**** Given entries
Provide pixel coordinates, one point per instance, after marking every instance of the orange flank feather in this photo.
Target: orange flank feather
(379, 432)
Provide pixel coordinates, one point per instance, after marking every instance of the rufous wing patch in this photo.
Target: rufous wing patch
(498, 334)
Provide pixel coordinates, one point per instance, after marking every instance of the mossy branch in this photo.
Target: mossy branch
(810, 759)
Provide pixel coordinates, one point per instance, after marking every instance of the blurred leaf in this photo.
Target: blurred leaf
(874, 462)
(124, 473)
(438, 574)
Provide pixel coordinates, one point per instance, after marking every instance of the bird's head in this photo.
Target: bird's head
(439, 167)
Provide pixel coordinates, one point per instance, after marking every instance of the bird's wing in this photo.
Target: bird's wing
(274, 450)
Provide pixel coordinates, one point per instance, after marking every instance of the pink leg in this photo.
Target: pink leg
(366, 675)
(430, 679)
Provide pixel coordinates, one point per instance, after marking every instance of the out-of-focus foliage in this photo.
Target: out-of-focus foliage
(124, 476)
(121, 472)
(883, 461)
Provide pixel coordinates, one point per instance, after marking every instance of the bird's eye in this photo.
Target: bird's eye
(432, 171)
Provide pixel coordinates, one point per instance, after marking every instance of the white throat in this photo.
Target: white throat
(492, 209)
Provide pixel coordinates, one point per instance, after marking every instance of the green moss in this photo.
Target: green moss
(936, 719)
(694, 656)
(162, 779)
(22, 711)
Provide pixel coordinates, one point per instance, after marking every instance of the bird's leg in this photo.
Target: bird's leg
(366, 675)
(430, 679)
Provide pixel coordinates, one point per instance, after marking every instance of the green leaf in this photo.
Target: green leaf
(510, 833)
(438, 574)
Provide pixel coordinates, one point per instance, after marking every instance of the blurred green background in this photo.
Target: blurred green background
********
If a line of the data contains the word "background", it should be counted; state the total and nothing more.

2